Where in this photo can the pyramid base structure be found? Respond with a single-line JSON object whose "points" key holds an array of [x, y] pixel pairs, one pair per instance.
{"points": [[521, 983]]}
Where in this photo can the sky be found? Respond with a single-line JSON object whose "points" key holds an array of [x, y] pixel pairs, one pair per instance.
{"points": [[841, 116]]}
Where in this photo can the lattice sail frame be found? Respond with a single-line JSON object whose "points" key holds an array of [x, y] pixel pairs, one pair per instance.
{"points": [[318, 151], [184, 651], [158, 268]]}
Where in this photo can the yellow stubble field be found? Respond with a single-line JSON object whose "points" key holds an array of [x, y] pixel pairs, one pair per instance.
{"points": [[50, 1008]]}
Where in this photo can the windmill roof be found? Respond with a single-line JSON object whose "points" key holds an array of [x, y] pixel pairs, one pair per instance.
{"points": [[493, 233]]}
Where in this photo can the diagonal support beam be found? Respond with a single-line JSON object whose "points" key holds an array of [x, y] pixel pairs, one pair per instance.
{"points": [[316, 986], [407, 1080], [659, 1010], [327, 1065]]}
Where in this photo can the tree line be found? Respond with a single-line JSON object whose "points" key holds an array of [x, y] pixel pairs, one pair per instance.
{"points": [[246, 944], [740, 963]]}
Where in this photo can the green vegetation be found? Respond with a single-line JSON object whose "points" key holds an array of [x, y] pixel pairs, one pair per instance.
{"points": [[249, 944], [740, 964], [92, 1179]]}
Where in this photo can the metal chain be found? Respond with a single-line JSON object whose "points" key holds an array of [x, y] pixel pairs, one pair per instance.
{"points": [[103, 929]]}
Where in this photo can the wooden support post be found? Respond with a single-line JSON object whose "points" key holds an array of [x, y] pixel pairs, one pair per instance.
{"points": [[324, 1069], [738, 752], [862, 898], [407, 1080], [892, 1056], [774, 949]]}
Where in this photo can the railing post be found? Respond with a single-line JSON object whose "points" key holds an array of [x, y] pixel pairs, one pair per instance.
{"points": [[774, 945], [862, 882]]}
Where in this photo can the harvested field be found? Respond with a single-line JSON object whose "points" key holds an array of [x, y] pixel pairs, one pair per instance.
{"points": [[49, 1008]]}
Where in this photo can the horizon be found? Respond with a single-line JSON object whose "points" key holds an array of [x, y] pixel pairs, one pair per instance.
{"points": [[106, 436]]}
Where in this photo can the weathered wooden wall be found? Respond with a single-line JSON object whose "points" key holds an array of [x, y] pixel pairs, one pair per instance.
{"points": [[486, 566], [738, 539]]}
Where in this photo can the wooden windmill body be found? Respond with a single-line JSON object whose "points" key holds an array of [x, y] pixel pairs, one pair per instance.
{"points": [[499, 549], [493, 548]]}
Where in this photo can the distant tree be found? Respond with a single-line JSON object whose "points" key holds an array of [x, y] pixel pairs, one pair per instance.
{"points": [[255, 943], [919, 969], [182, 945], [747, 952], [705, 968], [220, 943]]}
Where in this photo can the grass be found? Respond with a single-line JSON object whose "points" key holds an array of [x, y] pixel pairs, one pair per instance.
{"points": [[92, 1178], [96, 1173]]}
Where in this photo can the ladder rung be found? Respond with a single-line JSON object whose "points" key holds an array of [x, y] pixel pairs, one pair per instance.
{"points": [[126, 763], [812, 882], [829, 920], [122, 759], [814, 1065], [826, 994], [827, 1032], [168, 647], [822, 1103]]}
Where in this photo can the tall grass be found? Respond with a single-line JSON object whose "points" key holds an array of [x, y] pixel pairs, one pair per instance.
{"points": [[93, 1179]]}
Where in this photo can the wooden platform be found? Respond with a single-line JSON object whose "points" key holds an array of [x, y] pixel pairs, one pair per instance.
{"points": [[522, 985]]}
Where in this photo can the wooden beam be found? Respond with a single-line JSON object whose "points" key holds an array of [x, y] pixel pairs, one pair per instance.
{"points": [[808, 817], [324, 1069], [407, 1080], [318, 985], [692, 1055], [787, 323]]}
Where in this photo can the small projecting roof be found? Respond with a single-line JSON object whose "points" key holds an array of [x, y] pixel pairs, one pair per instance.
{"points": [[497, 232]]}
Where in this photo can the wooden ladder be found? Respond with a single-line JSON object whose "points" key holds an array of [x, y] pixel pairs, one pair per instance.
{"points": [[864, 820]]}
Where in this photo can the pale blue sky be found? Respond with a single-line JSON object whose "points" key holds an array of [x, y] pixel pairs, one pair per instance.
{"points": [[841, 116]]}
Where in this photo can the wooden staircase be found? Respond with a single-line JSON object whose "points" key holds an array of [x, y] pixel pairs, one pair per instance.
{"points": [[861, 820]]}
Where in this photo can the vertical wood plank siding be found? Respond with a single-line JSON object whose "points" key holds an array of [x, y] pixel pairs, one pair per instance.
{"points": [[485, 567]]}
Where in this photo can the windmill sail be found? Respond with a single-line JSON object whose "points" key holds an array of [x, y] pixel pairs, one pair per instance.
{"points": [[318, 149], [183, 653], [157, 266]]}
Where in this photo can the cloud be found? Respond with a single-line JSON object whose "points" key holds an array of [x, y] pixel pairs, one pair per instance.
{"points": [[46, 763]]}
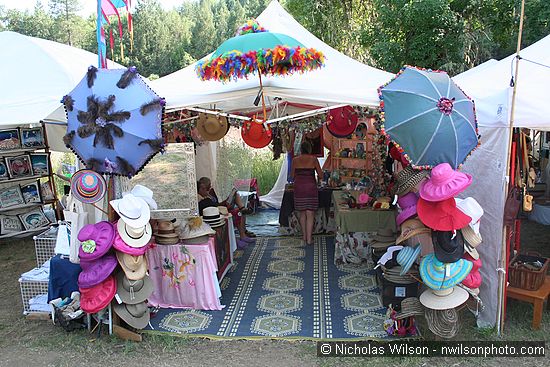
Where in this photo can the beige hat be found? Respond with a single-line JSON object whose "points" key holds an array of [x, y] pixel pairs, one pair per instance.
{"points": [[212, 127], [134, 267], [444, 299], [410, 228]]}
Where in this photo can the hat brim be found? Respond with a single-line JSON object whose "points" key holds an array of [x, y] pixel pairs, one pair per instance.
{"points": [[134, 242], [435, 302]]}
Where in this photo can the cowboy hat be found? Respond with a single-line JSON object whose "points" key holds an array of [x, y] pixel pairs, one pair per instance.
{"points": [[443, 299], [134, 236], [212, 127], [96, 239], [255, 134], [134, 267], [133, 291], [88, 186], [444, 183], [133, 211], [137, 315]]}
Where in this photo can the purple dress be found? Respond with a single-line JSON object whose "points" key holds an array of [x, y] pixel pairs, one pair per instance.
{"points": [[306, 196]]}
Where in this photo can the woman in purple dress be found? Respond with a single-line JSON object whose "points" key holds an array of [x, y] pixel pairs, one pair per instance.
{"points": [[306, 197]]}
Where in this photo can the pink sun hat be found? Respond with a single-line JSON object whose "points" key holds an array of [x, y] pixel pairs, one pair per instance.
{"points": [[407, 203], [123, 247], [444, 183]]}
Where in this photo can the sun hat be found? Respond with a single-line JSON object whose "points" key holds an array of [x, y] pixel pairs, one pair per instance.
{"points": [[448, 246], [133, 211], [444, 183], [410, 306], [212, 127], [122, 246], [410, 228], [211, 216], [407, 203], [134, 236], [342, 121], [133, 291], [406, 257], [96, 271], [134, 267], [88, 186], [441, 215], [96, 239], [96, 298], [255, 134], [196, 231], [443, 299], [146, 194], [438, 275], [137, 316], [408, 178]]}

##############################

§ EXERCISE DIRECTIONS
Quote all of the entries above word for word, and leave the photos out of your answer.

§ REPLY
Where in this photo can the pyramid base structure be found? Respond with a single-line JSON object whose "points" key holds an array of [x, y] pixel pairs, one pair per instance.
{"points": [[521, 983]]}
Where in this photo can the sky be found? Respond with a single-line JSON object whose "points" key holds an array of [x, y] pixel pairs, one pair per instance.
{"points": [[841, 116]]}
Where in this photo can the lattice sail frame be found? Respond with a single-line JSON object whose "points" key holds an array of [x, y] pixel pairs, one pair per instance.
{"points": [[318, 151], [184, 651], [158, 268]]}
Where in this photo can the yellow stubble field be found? Respond with a single-line JSON object whose "points" key holds an array of [x, y] pixel pairs, one pair per instance.
{"points": [[50, 1008]]}
Where in this photo can the windmill roof be found? Respond with a single-line JSON object whose "points" key holds an array of [x, y] pixel pairs, one pair per instance.
{"points": [[493, 233]]}
Where in this photo can the diagonal support beam be found? Respond with a single-line JSON object whose "points" key holds an array of [x, y] pixel pairs, one pair per instance.
{"points": [[316, 986], [407, 1080], [659, 1010], [327, 1065]]}
Where in this photo can the tree line be found? Respond with a single-line JSON object whose "points" key holds an array of [x, y] pixel pairs, one pair per instance.
{"points": [[246, 944], [740, 963]]}
Where in this photo can the green vegetation be found? Respond with a single-line JSON object whose "points" key holds an array of [x, y] pixel pairs, one pair per instance.
{"points": [[249, 944], [740, 964], [92, 1179]]}
Where in this photo can the metal chain be found? Respond with a single-line JSON object whose "points" key holds an array of [x, y] pixel pairs, one pair per instance.
{"points": [[103, 929]]}
Where in this photo can the wooden support post be found? Respond with a single-line JSON object whose "points" key holds an array of [x, y] pixel pairs, one pair per instance.
{"points": [[324, 1069], [738, 752], [862, 898], [407, 1080], [892, 1056], [774, 949]]}
Where in this photo can the railing post be found? Respond with a single-line JSON object whose "points" key holds an array of [x, y] pixel pairs, one pair per instance.
{"points": [[774, 945], [862, 882]]}
Where in this photo can the harvested field be found? Respond with a single-line JSON object whose "points" key holds an array of [x, y] pixel pairs, one pair per instance.
{"points": [[49, 1008]]}
Where in this photo can the horizon be found? Respond with a single-line JSON object whose "points" key holds an array of [x, y] pixel pairs, one pair per instance.
{"points": [[106, 436]]}
Where in this photo can the weathered wooden wall be found? Respond with a single-line JSON object whose "points" key holds an array of [x, y] pixel pairs, one pair per instance.
{"points": [[486, 566], [738, 539]]}
Where in this photo can the wooden windmill body be found? Respond with a single-line JSON object whose "points" key holds an array of [x, y] pixel pairs, one pair per instance.
{"points": [[499, 549], [493, 548]]}
Where in this photo can the distant tree be found? Respond with a single-line JSON object whose "points" key holds an array of [x, y] pixel pairs, one pair per instance.
{"points": [[255, 943], [919, 969], [182, 945], [747, 952], [705, 968], [220, 943]]}
Where in this photo can the grass be found? Respond with a single-line JSON object whose "points" key holds an array of [x, y] pixel pairs, one pair per instance.
{"points": [[92, 1178], [96, 1173]]}
Where in this photo can the ladder rung be found? Respond with a single-line JSON object whose "points" key holds an array of [x, y] pixel pairs, one pair per instance.
{"points": [[126, 763], [812, 882], [829, 920], [122, 759], [814, 1065], [826, 994], [827, 1032], [168, 647], [822, 1103]]}
Where in this photo can the tall grass be found? Respond with a single-line JSON object whose "points" key holds an array of [x, y] pixel pairs, one pair per instance.
{"points": [[93, 1179]]}
Where in this photo can the wooden platform be found? Respond with a single-line JSON object whose "points" key holds an array of [x, y] pixel pairs, one pair per instance.
{"points": [[522, 985]]}
Where in this photo can the wooden beam be found? Respond with a single-line JSON object whose "points" key holds an array of [x, y] pixel pairs, one pair per instance.
{"points": [[808, 817], [324, 1069], [407, 1080], [318, 985], [692, 1055], [787, 323]]}
Where in this photo can the small projecting roof be found? Respond with a single-line JSON object whose "points" key holds an array of [x, y] pixel pairs, one pair per instance.
{"points": [[497, 232]]}
Where in this photo can the wooden ladder be found? Respond with a single-line JSON object whose "points" key holds an array of [x, y] pixel pairs, one pair per instance.
{"points": [[864, 820]]}
Where in this photo can the pale blue sky be found? Respond with a single-line JSON object whose "points" key holds an array of [x, y] pixel pairs, one pair per instance.
{"points": [[841, 116]]}
Where in this photo can the wooden staircase be found? Respond with a single-line JSON object whose "points" key holds an array of [x, y] pixel pairs, one pair per instance.
{"points": [[861, 820]]}
Where in this photo can the vertical wood plank siding be found? Respond with a single-line JSON object whose "points" key holds an array of [x, y] pixel pairs, one pair per instance.
{"points": [[485, 567]]}
Where in this photo can the windmill sail be found? Respond with a single-line JSON object whose "points" key holds an array of [x, y] pixel pairs, one pair per instance.
{"points": [[318, 149], [183, 653], [157, 266]]}
Where in this photo can the cloud be found? Respond with a single-line JSON object whose "points" key holds an array of [x, y] pixel pairs, one pair per instance.
{"points": [[46, 763]]}
Where in this photo can the beige hat be found? Respond with a single-line JSON object whose "points" key holds an array of [x, y] pixel pairs, one pair per instance.
{"points": [[212, 127], [134, 267], [444, 299], [410, 228]]}
Where in this photo can the hat brim be found? Respond with a single-line JSON object whose "points" key holds an array of [x, y] pixel pairs, one pair per instance.
{"points": [[134, 242], [435, 302]]}
Where in this photo can the cowboy hat be found? Respond with a single-line JSON object whose "points" key holds an array of [x, y] pixel pairs, one pair per instance.
{"points": [[443, 299], [134, 236], [212, 127], [96, 239], [255, 134], [134, 267], [133, 291], [88, 186], [444, 183], [133, 211], [137, 315]]}
Where in this photo can the purple dress be found? Respond with a single-line JSON object whose "points" key holds an array of [x, y] pixel pairs, one pair per instance.
{"points": [[306, 196]]}
Where in this photo can the woman in purple dress be found? Respond with a single-line JSON object whose "points" key holds an array of [x, y] pixel pairs, one pair per instance.
{"points": [[306, 197]]}
Where in this photo can the pink sun hat be found? Respond with a single-line JSON object whose "points" key holds an array of [x, y] pixel pairs, one pair per instance.
{"points": [[407, 203], [123, 247], [444, 183]]}
Where in this photo can the sun hat be found? Respond with a single-line JSON object whose "points" key holds an array of [x, y] pixel pairs, one pair per instance.
{"points": [[448, 246], [133, 211], [444, 183], [410, 306], [212, 127], [122, 246], [410, 228], [211, 216], [407, 203], [134, 236], [342, 121], [133, 291], [406, 257], [96, 271], [134, 267], [88, 186], [441, 215], [96, 239], [96, 298], [255, 134], [196, 231], [443, 299], [146, 194], [438, 275], [137, 316], [408, 178]]}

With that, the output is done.